SOURCE PASSAGE
[BEGIN]

Published online by Cambridge University Press:  07 March 2019

Jake Breckenridge
Affiliation:
School of Environmental and Life Sciences, University of Newcastle, Callaghan, New South Wales 2308, Australia
Angelos G. Maravelis*
Affiliation:
Laboratory of Sedimentology, Department of Geology, University of Patras, Rion 26504, Greece
Octavian Catuneanu
Affiliation:
Department of Earth and Atmospheric Sciences, University of Alberta, 1-26 Earth Sciences Building, Edmonton, Alberta T6G 2E3, Canada
Kevin Ruming
Affiliation:
Geological Survey of New South Wales, Division of Resources and Energy, Department of Industry, Maitland, New South Wales 2320, Australia
Erin Holmes
Affiliation:
Geological Survey of New South Wales, Division of Resources and Energy, Department of Industry, Maitland, New South Wales 2320, Australia
William J. Collins
Affiliation:
The Institute for Geoscience Research (TIGeR), Department of Applied Geology, Curtin University, GPO Box U1987, Perth, Western Australia 6845, Australia

Abstract

An integrated study of sedimentological, sequence-stratigraphic and palaeodispersal analysis was applied to the Upper-Permian clastic sedimentary succession in the Northern Sydney Basin, Australia. The succession is subdivided into fifteen facies and three facies associations. The facies associations are further subdivided into eight sub-facies associations. The sedimentary evolution involves progradation from delta-front to delta-plain to fluvial depositional environments, with a significant increase in sediment grain size across the unconformable contact that separates the deltaic from the overlying fluvial system. In contrast to the delta front that is wave/storm- and/or river-influenced, the delta plain is significantly affected by tides, with the impact of tidal currents decreasing up-sequence in the delta plain. The general lack of wave-influenced sedimentary structures suggests low wave energy in the delta plain. The abrupt termination of the tidal impact in the fluvial realm relates to the steep topographic gradients and high sediment supply, which accompanied the uplift of the New England Orogen. The sequence-stratigraphic framework includes highstand (deltaic forest and topset) and lowstand (fluvial topset) systems tracts, separated by a subaerial unconformity. In contrast to most of the mud-rich modern counterparts, this is an example of a sand-rich tidally influenced deltaic system, developed adjacent to the source region. This investigation presents a depositional model for tidal successions in regions of tectonic uplift and confinement.

[END]

DATA EXTRACT
[BEGIN]

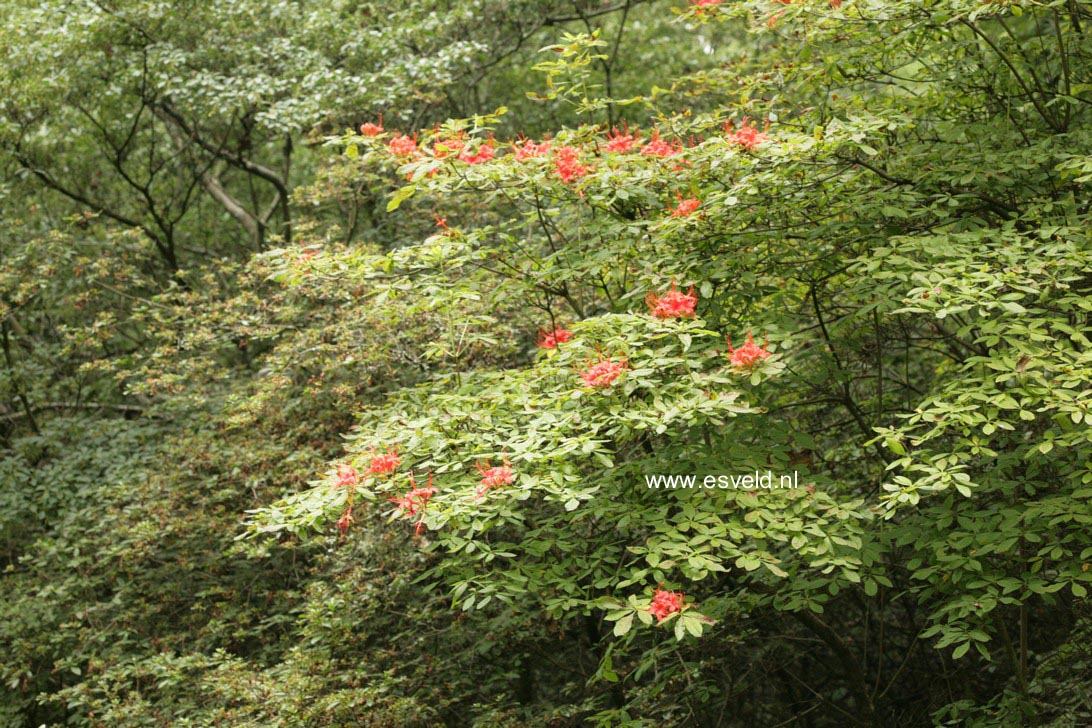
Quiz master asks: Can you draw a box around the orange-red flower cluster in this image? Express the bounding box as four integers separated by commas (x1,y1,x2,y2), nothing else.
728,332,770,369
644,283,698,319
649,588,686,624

[END]

PROBLEM DETAILS
In the abstract on the Upper-Permian succession of the Northern Sydney Basin, what is the abrupt end of tidal impact in the fluvial realm attributed to?

TASK SOLUTION
Steep topographic gradients and high sediment supply that accompanied the uplift of the New England Orogen.